• **Written exercise**: Exclude the pictures, then repeat the remaining data exactly.

- - -

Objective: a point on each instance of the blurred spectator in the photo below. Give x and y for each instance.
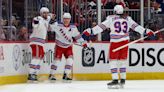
(23, 34)
(110, 4)
(158, 7)
(121, 2)
(134, 5)
(2, 34)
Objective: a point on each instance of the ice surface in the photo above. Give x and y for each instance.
(86, 86)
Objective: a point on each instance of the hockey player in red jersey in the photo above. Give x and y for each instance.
(65, 33)
(119, 25)
(40, 26)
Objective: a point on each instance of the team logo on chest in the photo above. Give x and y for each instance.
(64, 35)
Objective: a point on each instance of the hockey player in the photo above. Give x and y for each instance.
(119, 25)
(40, 26)
(65, 33)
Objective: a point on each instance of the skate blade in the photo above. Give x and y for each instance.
(67, 81)
(34, 82)
(113, 86)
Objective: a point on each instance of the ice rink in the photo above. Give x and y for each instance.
(86, 86)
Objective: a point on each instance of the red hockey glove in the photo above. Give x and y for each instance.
(87, 32)
(149, 32)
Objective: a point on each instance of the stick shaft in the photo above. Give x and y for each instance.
(121, 47)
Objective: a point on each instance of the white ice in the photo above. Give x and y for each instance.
(86, 86)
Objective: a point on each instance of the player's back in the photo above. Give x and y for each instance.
(119, 27)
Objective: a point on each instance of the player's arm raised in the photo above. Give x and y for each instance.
(139, 28)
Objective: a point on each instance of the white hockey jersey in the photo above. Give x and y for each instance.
(65, 35)
(119, 27)
(40, 28)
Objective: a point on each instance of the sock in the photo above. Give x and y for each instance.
(34, 66)
(114, 70)
(68, 66)
(122, 67)
(54, 67)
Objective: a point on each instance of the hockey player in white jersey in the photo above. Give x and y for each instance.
(119, 25)
(65, 33)
(40, 26)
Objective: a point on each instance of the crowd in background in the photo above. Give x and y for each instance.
(84, 15)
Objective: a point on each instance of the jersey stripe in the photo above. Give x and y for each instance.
(114, 36)
(35, 39)
(61, 43)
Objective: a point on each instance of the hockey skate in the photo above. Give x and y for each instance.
(52, 78)
(66, 79)
(113, 85)
(32, 78)
(122, 83)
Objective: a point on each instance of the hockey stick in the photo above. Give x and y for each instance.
(121, 47)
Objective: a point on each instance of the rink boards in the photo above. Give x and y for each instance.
(145, 61)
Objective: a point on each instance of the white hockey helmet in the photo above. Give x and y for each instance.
(118, 9)
(67, 15)
(44, 9)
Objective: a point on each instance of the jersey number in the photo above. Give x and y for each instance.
(121, 26)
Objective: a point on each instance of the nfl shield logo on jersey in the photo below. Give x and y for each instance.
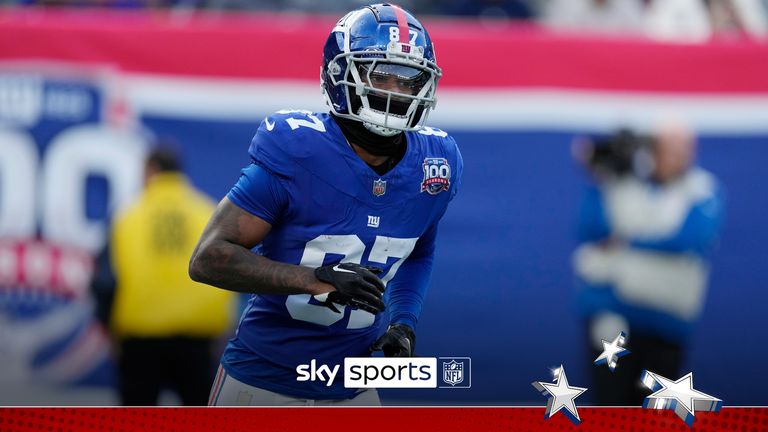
(379, 187)
(437, 175)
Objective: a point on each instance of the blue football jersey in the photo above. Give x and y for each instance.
(332, 207)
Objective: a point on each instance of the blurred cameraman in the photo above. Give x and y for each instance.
(646, 228)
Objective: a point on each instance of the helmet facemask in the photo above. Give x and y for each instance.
(388, 92)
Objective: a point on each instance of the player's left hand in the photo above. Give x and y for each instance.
(398, 341)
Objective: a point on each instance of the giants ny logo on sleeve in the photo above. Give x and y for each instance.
(437, 175)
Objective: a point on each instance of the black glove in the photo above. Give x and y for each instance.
(356, 285)
(398, 341)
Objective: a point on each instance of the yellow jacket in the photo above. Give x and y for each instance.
(151, 243)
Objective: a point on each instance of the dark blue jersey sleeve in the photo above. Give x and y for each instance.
(408, 289)
(259, 193)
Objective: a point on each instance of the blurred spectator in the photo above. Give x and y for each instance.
(678, 20)
(647, 227)
(163, 323)
(602, 16)
(699, 20)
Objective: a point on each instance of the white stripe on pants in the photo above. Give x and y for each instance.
(227, 391)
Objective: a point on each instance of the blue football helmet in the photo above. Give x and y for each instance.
(379, 68)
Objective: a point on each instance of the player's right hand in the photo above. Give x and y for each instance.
(356, 285)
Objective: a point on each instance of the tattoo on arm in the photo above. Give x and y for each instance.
(223, 258)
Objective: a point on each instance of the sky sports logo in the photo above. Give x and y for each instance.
(377, 372)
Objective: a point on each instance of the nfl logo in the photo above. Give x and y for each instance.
(379, 187)
(453, 372)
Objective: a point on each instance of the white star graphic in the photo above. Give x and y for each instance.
(679, 396)
(612, 351)
(561, 395)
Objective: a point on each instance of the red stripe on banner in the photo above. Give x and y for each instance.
(402, 22)
(290, 47)
(373, 419)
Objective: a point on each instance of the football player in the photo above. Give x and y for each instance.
(332, 227)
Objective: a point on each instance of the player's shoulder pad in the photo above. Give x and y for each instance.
(280, 141)
(437, 143)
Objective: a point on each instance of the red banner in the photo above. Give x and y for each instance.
(290, 47)
(368, 419)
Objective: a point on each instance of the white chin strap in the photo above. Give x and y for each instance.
(372, 119)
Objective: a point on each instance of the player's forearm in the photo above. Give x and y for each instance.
(232, 267)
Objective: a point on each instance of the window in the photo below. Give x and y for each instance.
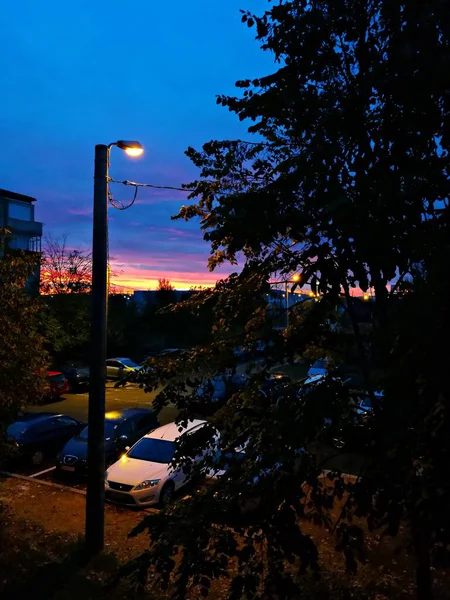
(20, 210)
(160, 451)
(19, 242)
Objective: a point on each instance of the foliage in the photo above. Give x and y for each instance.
(66, 319)
(64, 270)
(165, 291)
(346, 183)
(165, 285)
(23, 360)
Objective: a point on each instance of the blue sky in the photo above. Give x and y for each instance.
(76, 74)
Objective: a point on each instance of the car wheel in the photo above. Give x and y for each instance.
(338, 442)
(37, 458)
(166, 494)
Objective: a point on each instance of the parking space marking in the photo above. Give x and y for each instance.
(43, 472)
(41, 482)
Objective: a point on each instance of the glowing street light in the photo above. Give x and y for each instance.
(131, 148)
(95, 493)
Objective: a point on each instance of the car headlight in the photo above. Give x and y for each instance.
(147, 483)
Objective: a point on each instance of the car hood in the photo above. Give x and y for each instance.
(132, 471)
(78, 447)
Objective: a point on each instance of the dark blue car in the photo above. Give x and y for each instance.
(35, 436)
(122, 428)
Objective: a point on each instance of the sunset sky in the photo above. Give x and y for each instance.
(76, 74)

- - -

• **Exercise response**:
Objective: a point on each instance of the blurred spectator in the photo below. Give x and y for each instance.
(23, 34)
(110, 4)
(158, 7)
(121, 2)
(134, 5)
(2, 34)
Objective: a point on each instance of the ice surface in the photo above. Give x and y for each instance.
(86, 86)
Objective: a point on each instance of the hockey player in red jersey in the photo above. Give x and y for each instance.
(65, 33)
(119, 25)
(40, 26)
Objective: a point on each instance of the team logo on chest in the photo above. Give x and y for each instance.
(64, 35)
Objective: a point on each instance of the hockey player in the photo above. Give x and y for each instance.
(119, 25)
(40, 26)
(65, 33)
Objective: a point on each instance of the skate blade in the photo above. Give x and y for each instance.
(67, 81)
(34, 82)
(113, 86)
Objective: a point on each instance of the ice rink in the photo above. Give x and y for each instance.
(86, 86)
Objective: a point on each instance of the red hockey glove in the photo above. Give x and y for each instance.
(87, 32)
(149, 32)
Objective: a point on each instance of the stick shaft in the photo above. Give x and y for each instance.
(121, 47)
Objective: a point on each instance of the white ice in the photo above. Give x and y for each instance.
(86, 86)
Objective: a point on each instance of the player's back in the photo above. Give x and y for each instance.
(119, 27)
Objective: a point on each instance of the player's arm raised in the photo above. Give x and y for each instance.
(139, 28)
Objective: a point on each instance of the white hockey jersey in the photo above. Give x and y for each instance.
(65, 35)
(119, 27)
(40, 28)
Objective: a point on each instance of the sock in the photo above. Give x and y for each instance.
(34, 66)
(114, 70)
(68, 66)
(122, 67)
(54, 67)
Objective: a point on each instance of the hockey player in white jersey in the photo above. Give x and y for each instance.
(119, 25)
(65, 33)
(40, 26)
Objective: a point on each instance of the crowd in background in the photo above. Give x and y for each instance.
(84, 15)
Objective: a point on each instance of the jersey stripe in the photo above. Give x and y for each instance.
(114, 36)
(35, 39)
(61, 43)
Objective: a point on each instance of the hockey skate in the photo above. Give x and y for each instance.
(52, 78)
(66, 79)
(113, 85)
(32, 78)
(122, 83)
Objective: a point on each instance of the hockey stick in the photo above. Give x and y for each instance.
(121, 47)
Objective: a point on each instance of the rink boards in the photo above. Give x and y for each instance.
(145, 61)
Objective: a point on each instance of the white hockey helmet in the photo above. Give x and y for each instance.
(118, 9)
(67, 15)
(44, 9)
Objective: a point on each instance of the jersey number in the photo above. Give x and y for each instance.
(121, 26)
Objective: a point on each instance of the nfl shield logo on jersey in the photo below. Give x and y for each instance.
(379, 187)
(437, 175)
Objective: a point on each instance of the blue football jersey in the photo above. Give x and y for each instance.
(332, 207)
Objective: a point on each instance of the blurred cameraman in the photo above. Give x and y for each instance.
(646, 228)
Objective: a point on each instance of the helmet facemask in the photo above. Give x and y for each instance.
(388, 92)
Objective: a point on each instance of the player's left hand in the photo above. Give x and y for each instance.
(398, 341)
Objective: a point on each instance of the giants ny logo on sleeve in the photo above. Give x and y for each instance.
(437, 175)
Objective: a point on each instance of the black glove in the photo above. Give x and y for each instance.
(356, 285)
(398, 341)
Objective: a point on each instance of the yellow jacket in the photo above. Give x and y for each instance.
(151, 243)
Objective: a point on each instance of the dark blue jersey sleeve in the photo above. Give x and y for each instance.
(408, 289)
(259, 193)
Objective: a point on each instance of the blurred spectator in the photo above. Give x and y for each instance.
(678, 20)
(647, 227)
(163, 323)
(602, 16)
(699, 20)
Objective: a point on each instance of the white stripe on pants in the photo above. Give x and y for each instance.
(227, 391)
Objective: a point on each instance of the blue football helmet in the photo above. Give x and y for each instance.
(379, 68)
Objective: a point on each instance of the player's right hand in the photo above. Give x and y for each instance.
(356, 285)
Objective: a point on each instance of the tattoo on arm in the photo above. Give x and y for each instance.
(223, 258)
Objective: a point on each instance of the sky sports logo in the photo above. Give x and y for each instance.
(377, 372)
Objective: a point on each instance of the nfl logo in the photo above. Give x and y for each instance.
(379, 187)
(453, 372)
Objective: a point on each instance of the white star graphic in the photo above. Give x and y for each instance.
(679, 396)
(612, 351)
(561, 395)
Objective: a point on each instance of the red stripe on banner in the photo above. Give x and y for each instance.
(402, 22)
(290, 47)
(373, 419)
Objective: a point on each instance of the football player in the photo above. Give x and y for each instance.
(332, 227)
Objective: a point on each instance of the player's shoulder pad in the photo above. Give x and y for each instance.
(280, 141)
(437, 143)
Objective: a point on each instance of the red banner in the photo above. Give x and y for each instance.
(290, 47)
(368, 419)
Objective: a point on each instance of the white chin strap in the photo above. Give x and y for each instance.
(372, 119)
Objective: a point on each instance of the player's forearm in the photo above. Give x and y for each instance.
(232, 267)
Objective: a point on each instance of the window in the photo below. Give x and y for each instance.
(20, 210)
(160, 451)
(19, 242)
Objective: a point on each instance of the foliage in the photo above. Give x and y for each instance.
(66, 319)
(64, 270)
(165, 291)
(346, 183)
(165, 285)
(23, 360)
Objective: a point on each instance of the blue sky in the photo above. Give x and y for each instance.
(76, 74)
Objective: a point on each instance of the car wheel in the photo above. Give x and y for each instance.
(338, 442)
(37, 458)
(166, 494)
Objective: a point on each instance of the parking space marking in the photo above. Give x and y for each instance.
(43, 472)
(41, 482)
Objective: a point on each instance of the glowing street light in the photo above. Give x and y for each instance.
(131, 148)
(95, 493)
Objective: a point on each instance of the car headlight in the photo above. Give x and y for each instance.
(147, 483)
Objective: a point on each instance of the car hood in the photo above. Give x and y for each instance.
(132, 471)
(78, 447)
Objective: a point on each instance of the dark blue car in the photo above. Give x and y for each instance.
(35, 436)
(122, 428)
Objective: a point on each instance of the sunset sky in the photo above. Give x and y for each instance.
(76, 74)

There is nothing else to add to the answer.